What you should do
Please collect and copy out every line in the items below that contains the word "long". Case counts.
_ _ _ _
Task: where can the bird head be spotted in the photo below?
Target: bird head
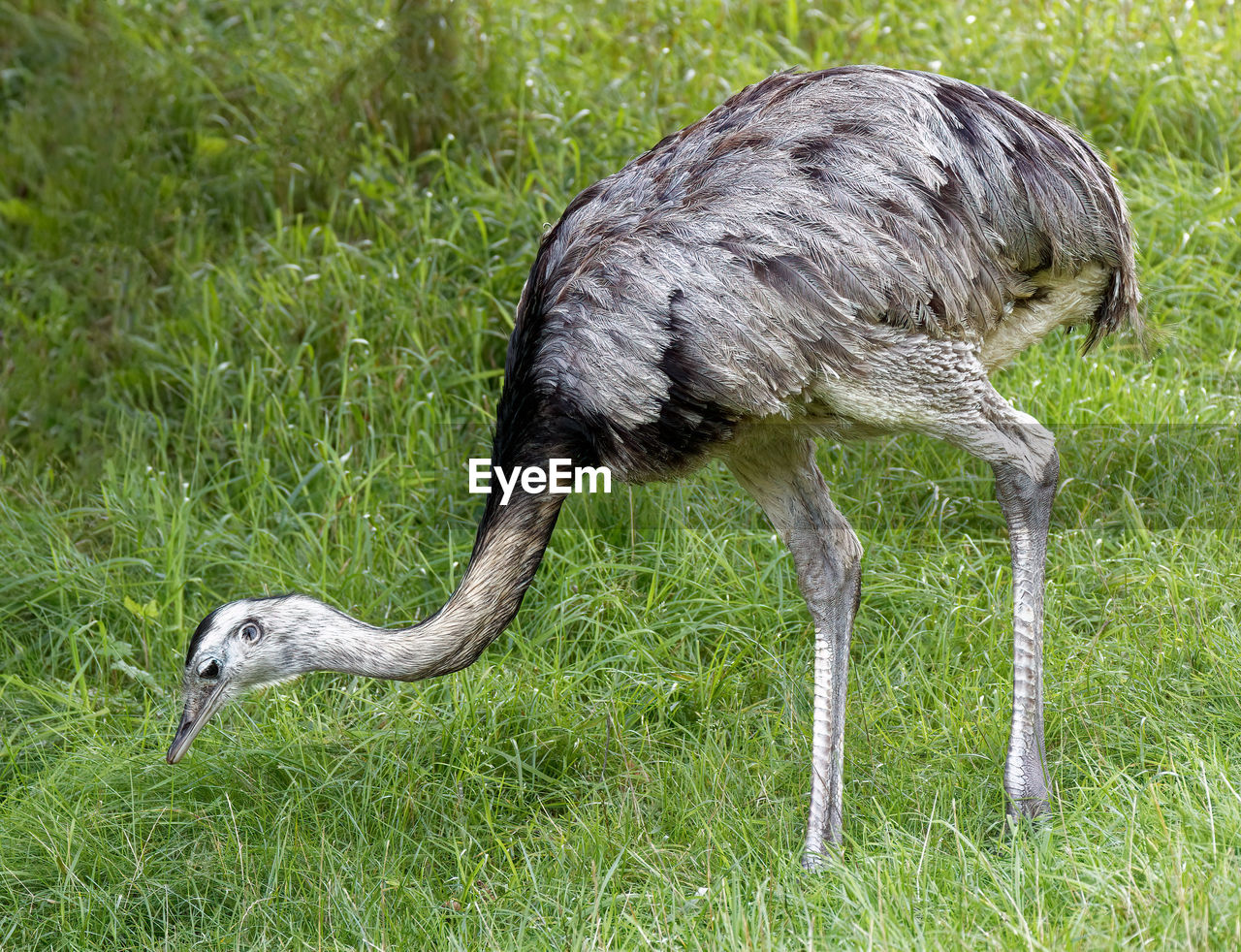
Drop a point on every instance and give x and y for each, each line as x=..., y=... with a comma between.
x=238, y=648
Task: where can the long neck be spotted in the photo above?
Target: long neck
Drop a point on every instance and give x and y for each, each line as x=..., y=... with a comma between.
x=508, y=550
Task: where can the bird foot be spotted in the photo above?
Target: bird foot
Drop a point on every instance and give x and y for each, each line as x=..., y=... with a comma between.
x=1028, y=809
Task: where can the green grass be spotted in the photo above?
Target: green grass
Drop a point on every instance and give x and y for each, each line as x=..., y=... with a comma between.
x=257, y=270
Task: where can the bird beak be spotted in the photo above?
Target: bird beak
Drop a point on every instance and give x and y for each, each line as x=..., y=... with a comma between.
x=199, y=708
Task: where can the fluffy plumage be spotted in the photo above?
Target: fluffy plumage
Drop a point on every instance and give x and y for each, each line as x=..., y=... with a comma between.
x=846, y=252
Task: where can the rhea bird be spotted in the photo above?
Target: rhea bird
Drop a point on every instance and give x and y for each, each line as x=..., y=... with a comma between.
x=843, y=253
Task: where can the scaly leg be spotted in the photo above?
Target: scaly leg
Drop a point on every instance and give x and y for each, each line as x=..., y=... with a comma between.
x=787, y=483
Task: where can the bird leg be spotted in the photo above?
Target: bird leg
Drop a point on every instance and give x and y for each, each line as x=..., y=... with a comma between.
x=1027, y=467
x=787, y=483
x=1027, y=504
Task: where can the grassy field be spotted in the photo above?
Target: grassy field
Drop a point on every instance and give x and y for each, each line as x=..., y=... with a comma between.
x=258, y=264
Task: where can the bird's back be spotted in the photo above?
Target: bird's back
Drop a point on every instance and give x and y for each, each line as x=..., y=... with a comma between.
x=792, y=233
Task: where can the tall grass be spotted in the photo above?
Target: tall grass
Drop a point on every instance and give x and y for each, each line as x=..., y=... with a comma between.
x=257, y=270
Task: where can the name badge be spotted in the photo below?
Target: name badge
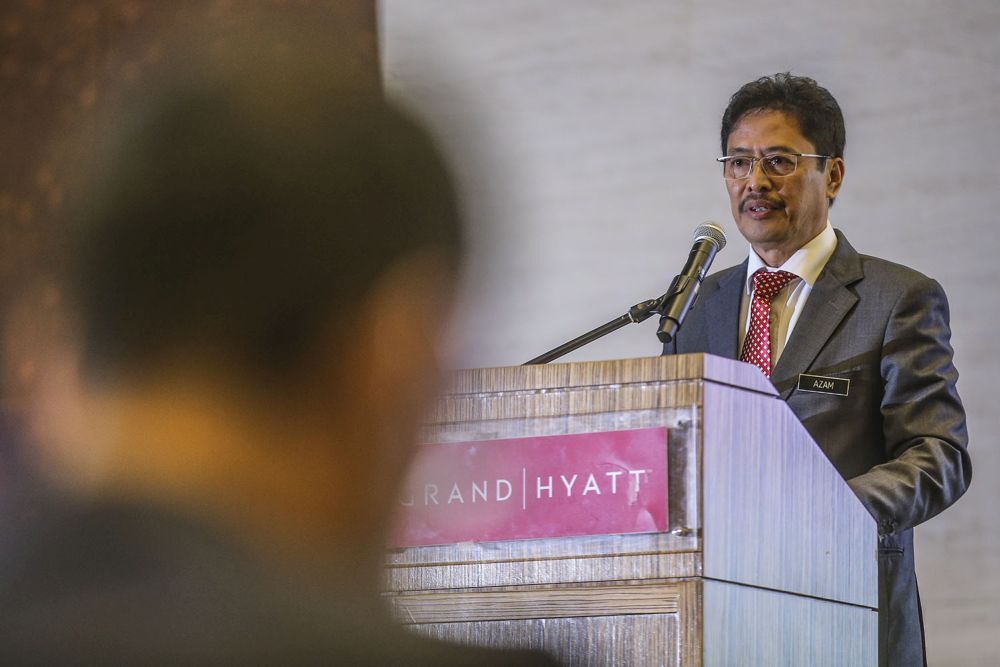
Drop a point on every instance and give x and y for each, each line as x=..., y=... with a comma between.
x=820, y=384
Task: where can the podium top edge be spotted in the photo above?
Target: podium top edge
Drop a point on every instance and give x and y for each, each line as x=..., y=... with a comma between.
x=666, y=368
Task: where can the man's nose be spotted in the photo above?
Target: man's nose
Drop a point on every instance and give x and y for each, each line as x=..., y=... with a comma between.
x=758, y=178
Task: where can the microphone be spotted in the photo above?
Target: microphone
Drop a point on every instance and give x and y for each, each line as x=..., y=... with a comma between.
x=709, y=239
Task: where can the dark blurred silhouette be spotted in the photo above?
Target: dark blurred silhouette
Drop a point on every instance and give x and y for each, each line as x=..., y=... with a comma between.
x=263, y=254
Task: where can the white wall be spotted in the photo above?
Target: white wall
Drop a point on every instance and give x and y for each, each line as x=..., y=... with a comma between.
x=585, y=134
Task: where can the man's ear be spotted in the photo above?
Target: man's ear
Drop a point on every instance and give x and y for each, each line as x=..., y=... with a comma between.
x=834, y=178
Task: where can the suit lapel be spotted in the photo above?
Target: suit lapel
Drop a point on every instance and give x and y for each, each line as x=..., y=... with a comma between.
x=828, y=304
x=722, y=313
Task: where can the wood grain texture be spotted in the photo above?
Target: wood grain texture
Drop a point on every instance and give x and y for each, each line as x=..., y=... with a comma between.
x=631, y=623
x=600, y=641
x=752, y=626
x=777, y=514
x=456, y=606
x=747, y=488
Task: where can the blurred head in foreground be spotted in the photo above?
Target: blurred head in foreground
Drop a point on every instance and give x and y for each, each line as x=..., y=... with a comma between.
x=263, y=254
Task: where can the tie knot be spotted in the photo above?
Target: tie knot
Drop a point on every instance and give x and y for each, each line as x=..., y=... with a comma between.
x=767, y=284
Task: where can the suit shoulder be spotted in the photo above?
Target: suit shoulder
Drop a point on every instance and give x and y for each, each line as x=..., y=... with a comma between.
_ _ _ _
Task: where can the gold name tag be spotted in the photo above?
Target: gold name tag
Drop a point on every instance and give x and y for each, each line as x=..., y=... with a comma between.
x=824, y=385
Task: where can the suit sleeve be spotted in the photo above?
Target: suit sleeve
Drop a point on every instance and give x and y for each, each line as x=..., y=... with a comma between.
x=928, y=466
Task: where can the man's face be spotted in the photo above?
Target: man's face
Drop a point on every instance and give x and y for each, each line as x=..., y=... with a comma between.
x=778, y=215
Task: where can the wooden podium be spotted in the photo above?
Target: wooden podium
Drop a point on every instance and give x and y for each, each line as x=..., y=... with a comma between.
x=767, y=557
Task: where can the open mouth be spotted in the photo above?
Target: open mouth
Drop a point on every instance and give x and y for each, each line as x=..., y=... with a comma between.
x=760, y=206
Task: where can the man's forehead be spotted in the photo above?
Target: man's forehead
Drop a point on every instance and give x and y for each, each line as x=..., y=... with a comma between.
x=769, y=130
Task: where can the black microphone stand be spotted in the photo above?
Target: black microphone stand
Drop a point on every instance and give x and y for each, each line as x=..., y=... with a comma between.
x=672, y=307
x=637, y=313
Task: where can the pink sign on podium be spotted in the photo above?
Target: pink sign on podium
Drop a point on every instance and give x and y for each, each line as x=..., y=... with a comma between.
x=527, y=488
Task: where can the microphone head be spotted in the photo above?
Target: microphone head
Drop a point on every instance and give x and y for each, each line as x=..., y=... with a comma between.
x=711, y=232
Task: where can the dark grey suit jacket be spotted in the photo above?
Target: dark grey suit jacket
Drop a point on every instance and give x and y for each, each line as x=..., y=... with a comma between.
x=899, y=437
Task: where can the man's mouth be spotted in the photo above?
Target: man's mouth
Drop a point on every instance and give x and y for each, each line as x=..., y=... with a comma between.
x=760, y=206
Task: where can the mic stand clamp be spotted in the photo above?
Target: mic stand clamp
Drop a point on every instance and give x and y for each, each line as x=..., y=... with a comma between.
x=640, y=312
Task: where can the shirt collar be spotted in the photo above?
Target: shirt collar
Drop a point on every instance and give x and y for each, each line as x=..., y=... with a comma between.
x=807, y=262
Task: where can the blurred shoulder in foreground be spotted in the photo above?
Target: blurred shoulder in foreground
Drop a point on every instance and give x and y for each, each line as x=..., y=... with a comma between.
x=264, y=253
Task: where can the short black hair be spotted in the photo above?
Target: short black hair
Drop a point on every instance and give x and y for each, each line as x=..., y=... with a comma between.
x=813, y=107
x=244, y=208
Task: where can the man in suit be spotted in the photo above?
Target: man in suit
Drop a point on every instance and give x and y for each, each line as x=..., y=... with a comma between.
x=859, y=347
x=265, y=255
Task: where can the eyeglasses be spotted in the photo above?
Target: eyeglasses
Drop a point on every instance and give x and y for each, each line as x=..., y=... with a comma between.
_ _ _ _
The result
Task: where can the long neck be spotted in the photo above?
Target: long neck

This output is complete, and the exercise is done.